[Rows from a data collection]

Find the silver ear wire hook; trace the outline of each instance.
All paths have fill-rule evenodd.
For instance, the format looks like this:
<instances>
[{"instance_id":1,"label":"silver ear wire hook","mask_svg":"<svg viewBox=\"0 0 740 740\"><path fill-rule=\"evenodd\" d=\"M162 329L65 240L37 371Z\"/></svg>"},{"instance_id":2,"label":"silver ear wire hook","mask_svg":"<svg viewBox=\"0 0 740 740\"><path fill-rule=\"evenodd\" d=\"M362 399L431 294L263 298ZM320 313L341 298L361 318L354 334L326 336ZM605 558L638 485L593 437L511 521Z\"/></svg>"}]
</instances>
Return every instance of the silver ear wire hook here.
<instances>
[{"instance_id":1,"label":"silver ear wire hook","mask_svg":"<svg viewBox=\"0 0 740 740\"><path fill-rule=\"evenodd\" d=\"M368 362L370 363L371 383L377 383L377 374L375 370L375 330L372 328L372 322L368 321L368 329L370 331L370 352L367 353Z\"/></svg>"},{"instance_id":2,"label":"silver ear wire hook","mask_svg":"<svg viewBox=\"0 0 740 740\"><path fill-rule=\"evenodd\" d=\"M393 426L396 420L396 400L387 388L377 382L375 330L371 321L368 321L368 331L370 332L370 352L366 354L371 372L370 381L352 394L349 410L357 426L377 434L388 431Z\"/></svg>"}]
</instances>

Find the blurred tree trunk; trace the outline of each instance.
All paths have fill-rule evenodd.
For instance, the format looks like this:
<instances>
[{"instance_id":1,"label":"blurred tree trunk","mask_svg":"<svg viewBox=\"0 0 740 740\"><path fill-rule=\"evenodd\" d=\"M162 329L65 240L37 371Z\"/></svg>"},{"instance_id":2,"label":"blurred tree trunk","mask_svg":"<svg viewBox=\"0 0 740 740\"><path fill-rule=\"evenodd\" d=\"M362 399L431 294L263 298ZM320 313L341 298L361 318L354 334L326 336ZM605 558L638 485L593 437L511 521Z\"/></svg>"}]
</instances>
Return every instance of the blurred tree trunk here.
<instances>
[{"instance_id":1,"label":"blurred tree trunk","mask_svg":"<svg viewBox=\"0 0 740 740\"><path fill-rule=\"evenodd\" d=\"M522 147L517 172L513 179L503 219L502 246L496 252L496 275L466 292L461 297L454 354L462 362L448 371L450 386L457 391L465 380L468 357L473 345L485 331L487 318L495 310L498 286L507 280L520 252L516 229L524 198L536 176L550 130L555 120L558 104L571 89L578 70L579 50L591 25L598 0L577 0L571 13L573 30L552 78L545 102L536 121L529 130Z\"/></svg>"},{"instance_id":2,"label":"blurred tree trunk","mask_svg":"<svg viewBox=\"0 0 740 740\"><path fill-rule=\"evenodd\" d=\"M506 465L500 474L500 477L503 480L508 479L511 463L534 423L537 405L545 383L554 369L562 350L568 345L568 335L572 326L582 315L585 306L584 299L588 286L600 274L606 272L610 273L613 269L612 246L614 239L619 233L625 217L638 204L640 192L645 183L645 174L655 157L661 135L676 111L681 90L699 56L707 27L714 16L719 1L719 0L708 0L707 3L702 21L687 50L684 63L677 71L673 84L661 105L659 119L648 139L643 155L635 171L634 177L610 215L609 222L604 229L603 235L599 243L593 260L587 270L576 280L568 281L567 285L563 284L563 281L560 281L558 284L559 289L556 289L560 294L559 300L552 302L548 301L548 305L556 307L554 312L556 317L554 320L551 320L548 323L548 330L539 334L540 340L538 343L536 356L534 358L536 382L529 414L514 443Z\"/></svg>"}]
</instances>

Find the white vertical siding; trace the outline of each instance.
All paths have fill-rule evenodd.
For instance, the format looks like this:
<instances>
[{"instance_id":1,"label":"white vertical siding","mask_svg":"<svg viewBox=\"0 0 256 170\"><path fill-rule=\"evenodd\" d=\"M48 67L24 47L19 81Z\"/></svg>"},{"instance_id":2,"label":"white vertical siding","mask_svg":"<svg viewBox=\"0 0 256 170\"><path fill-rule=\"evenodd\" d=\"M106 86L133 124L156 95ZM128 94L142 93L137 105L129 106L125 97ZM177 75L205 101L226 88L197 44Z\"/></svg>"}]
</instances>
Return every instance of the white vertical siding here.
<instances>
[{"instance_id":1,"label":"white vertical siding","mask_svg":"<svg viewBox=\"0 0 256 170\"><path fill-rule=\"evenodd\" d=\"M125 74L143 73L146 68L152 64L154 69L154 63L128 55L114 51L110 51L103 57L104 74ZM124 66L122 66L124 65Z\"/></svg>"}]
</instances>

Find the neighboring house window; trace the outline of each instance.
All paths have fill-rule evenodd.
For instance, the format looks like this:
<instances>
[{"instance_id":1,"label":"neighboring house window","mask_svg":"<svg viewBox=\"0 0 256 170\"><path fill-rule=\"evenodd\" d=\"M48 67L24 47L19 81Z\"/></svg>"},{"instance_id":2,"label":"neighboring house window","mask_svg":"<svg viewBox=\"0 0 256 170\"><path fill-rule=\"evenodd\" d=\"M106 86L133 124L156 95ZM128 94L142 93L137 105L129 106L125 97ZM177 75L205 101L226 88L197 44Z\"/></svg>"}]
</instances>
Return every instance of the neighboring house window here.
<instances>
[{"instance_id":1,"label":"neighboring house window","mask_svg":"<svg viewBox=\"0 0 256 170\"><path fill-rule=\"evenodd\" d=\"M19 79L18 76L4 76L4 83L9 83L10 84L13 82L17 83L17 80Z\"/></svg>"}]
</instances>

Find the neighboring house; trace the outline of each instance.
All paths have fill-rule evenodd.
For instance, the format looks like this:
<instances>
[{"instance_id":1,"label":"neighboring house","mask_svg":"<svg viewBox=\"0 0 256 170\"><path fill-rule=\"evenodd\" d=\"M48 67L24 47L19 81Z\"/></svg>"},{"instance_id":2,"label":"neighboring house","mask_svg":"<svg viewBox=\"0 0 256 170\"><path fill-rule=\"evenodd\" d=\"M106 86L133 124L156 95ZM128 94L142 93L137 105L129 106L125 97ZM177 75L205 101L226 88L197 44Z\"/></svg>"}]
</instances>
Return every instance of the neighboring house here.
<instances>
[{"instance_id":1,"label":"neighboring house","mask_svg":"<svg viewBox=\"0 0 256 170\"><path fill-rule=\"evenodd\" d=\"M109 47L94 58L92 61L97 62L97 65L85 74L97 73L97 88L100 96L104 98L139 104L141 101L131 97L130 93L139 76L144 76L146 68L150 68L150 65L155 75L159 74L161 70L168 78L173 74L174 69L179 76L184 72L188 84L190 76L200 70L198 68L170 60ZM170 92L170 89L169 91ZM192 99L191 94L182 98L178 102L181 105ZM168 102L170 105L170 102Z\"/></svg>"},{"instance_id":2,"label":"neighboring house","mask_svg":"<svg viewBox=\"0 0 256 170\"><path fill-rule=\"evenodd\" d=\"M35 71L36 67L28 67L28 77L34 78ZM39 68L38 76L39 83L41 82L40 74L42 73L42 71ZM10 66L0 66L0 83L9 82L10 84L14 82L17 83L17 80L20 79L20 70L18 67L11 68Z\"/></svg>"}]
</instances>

Problem statement:
Please retype all of the rows above, reproducing every line with no changes.

Output below:
Find the silver ear wire hook; trace the outline of each instance.
All paths have fill-rule evenodd.
For instance, the format looks like this:
<instances>
[{"instance_id":1,"label":"silver ear wire hook","mask_svg":"<svg viewBox=\"0 0 740 740\"><path fill-rule=\"evenodd\" d=\"M162 329L65 240L37 371Z\"/></svg>"},{"instance_id":2,"label":"silver ear wire hook","mask_svg":"<svg viewBox=\"0 0 740 740\"><path fill-rule=\"evenodd\" d=\"M362 399L431 294L263 298ZM320 313L341 298L361 318L354 334L326 336ZM605 558L638 485L593 437L511 521Z\"/></svg>"}]
</instances>
Return every instance of the silver ear wire hook here.
<instances>
[{"instance_id":1,"label":"silver ear wire hook","mask_svg":"<svg viewBox=\"0 0 740 740\"><path fill-rule=\"evenodd\" d=\"M368 362L370 363L371 383L377 383L377 374L375 370L375 330L372 328L372 322L368 321L368 329L370 331L370 352L367 353Z\"/></svg>"},{"instance_id":2,"label":"silver ear wire hook","mask_svg":"<svg viewBox=\"0 0 740 740\"><path fill-rule=\"evenodd\" d=\"M393 426L396 420L396 400L387 388L377 382L375 330L371 321L368 321L368 331L370 332L370 352L366 354L371 372L370 381L352 394L349 410L357 426L377 434L388 431Z\"/></svg>"}]
</instances>

Find the blurred tree trunk; trace the outline of each instance.
All paths have fill-rule evenodd.
For instance, the format looks like this:
<instances>
[{"instance_id":1,"label":"blurred tree trunk","mask_svg":"<svg viewBox=\"0 0 740 740\"><path fill-rule=\"evenodd\" d=\"M162 329L65 240L37 371Z\"/></svg>"},{"instance_id":2,"label":"blurred tree trunk","mask_svg":"<svg viewBox=\"0 0 740 740\"><path fill-rule=\"evenodd\" d=\"M362 399L431 294L263 298ZM320 313L341 298L361 318L354 334L326 336ZM605 558L638 485L593 437L511 521Z\"/></svg>"}]
</instances>
Return every instance of the blurred tree trunk here.
<instances>
[{"instance_id":1,"label":"blurred tree trunk","mask_svg":"<svg viewBox=\"0 0 740 740\"><path fill-rule=\"evenodd\" d=\"M522 147L517 172L513 179L503 219L502 246L496 252L496 275L466 292L461 297L454 354L462 362L448 371L450 386L457 391L465 380L468 357L473 345L485 331L487 318L495 310L498 286L507 280L520 252L516 229L524 198L536 176L550 130L555 120L558 104L571 89L578 70L579 50L591 25L598 0L577 0L571 13L573 30L552 78L545 102L536 121L529 130Z\"/></svg>"},{"instance_id":2,"label":"blurred tree trunk","mask_svg":"<svg viewBox=\"0 0 740 740\"><path fill-rule=\"evenodd\" d=\"M506 465L500 474L500 477L503 480L508 479L511 463L534 423L537 405L545 383L554 369L562 350L568 345L568 335L572 326L582 315L585 306L584 299L588 286L600 274L606 272L610 273L613 269L612 246L614 239L619 233L625 217L638 204L640 192L645 183L645 174L655 157L661 135L676 111L681 90L699 56L707 27L714 16L719 1L719 0L708 0L707 3L702 21L687 50L684 63L677 71L673 84L661 105L659 119L648 139L643 155L635 171L634 177L610 215L609 222L604 229L603 235L599 243L593 260L587 270L576 280L568 281L567 285L563 284L563 281L560 281L558 284L559 289L556 289L560 294L559 300L552 302L548 301L548 305L556 307L554 312L556 317L554 320L551 320L548 323L548 330L539 334L540 340L538 343L536 356L534 358L536 382L529 414L514 443Z\"/></svg>"}]
</instances>

Find the white vertical siding; trace the outline of each instance.
All paths have fill-rule evenodd.
For instance, the format looks like this:
<instances>
[{"instance_id":1,"label":"white vertical siding","mask_svg":"<svg viewBox=\"0 0 256 170\"><path fill-rule=\"evenodd\" d=\"M48 67L24 47L19 81Z\"/></svg>"},{"instance_id":2,"label":"white vertical siding","mask_svg":"<svg viewBox=\"0 0 256 170\"><path fill-rule=\"evenodd\" d=\"M106 86L133 124L156 95ZM128 94L142 93L137 105L129 106L125 97ZM177 75L205 101L226 88L197 44Z\"/></svg>"}]
</instances>
Return every instance of the white vertical siding here.
<instances>
[{"instance_id":1,"label":"white vertical siding","mask_svg":"<svg viewBox=\"0 0 256 170\"><path fill-rule=\"evenodd\" d=\"M125 74L143 73L146 68L152 64L154 69L154 63L128 55L114 51L110 51L103 57L104 74ZM124 66L122 66L124 65Z\"/></svg>"}]
</instances>

Find the neighboring house window; trace the outline of each instance.
All paths have fill-rule evenodd.
For instance, the format looks like this:
<instances>
[{"instance_id":1,"label":"neighboring house window","mask_svg":"<svg viewBox=\"0 0 256 170\"><path fill-rule=\"evenodd\" d=\"M48 67L24 47L19 81Z\"/></svg>"},{"instance_id":2,"label":"neighboring house window","mask_svg":"<svg viewBox=\"0 0 256 170\"><path fill-rule=\"evenodd\" d=\"M106 86L133 124L156 95ZM128 94L142 93L137 105L129 106L125 97ZM177 75L205 101L226 88L197 44Z\"/></svg>"}]
</instances>
Return every instance of the neighboring house window here.
<instances>
[{"instance_id":1,"label":"neighboring house window","mask_svg":"<svg viewBox=\"0 0 256 170\"><path fill-rule=\"evenodd\" d=\"M19 79L18 76L4 76L4 83L9 83L10 84L13 82L17 83L17 80Z\"/></svg>"}]
</instances>

Find the neighboring house; trace the outline of each instance.
All paths have fill-rule evenodd.
For instance, the format looks like this:
<instances>
[{"instance_id":1,"label":"neighboring house","mask_svg":"<svg viewBox=\"0 0 256 170\"><path fill-rule=\"evenodd\" d=\"M48 67L24 47L19 81Z\"/></svg>"},{"instance_id":2,"label":"neighboring house","mask_svg":"<svg viewBox=\"0 0 256 170\"><path fill-rule=\"evenodd\" d=\"M106 86L133 124L156 95ZM128 94L142 93L137 105L129 106L125 97ZM177 75L205 101L226 88L197 44Z\"/></svg>"}]
</instances>
Return every instance of the neighboring house here.
<instances>
[{"instance_id":1,"label":"neighboring house","mask_svg":"<svg viewBox=\"0 0 256 170\"><path fill-rule=\"evenodd\" d=\"M109 47L94 58L92 61L97 62L97 65L85 74L97 73L97 88L100 96L104 98L139 104L141 101L131 97L130 93L139 76L144 76L146 68L150 68L150 65L155 75L159 74L161 70L168 78L173 74L174 69L179 76L184 72L188 84L190 76L200 70L198 68L170 60ZM170 92L170 89L169 91ZM192 99L191 94L182 98L178 102L181 105ZM168 102L170 105L170 102Z\"/></svg>"},{"instance_id":2,"label":"neighboring house","mask_svg":"<svg viewBox=\"0 0 256 170\"><path fill-rule=\"evenodd\" d=\"M35 71L36 67L28 67L28 77L34 78ZM39 68L38 76L39 83L41 82L40 74L42 73L42 71ZM10 66L0 66L0 83L9 82L10 84L14 82L17 83L17 80L20 79L20 70L18 67L11 68Z\"/></svg>"}]
</instances>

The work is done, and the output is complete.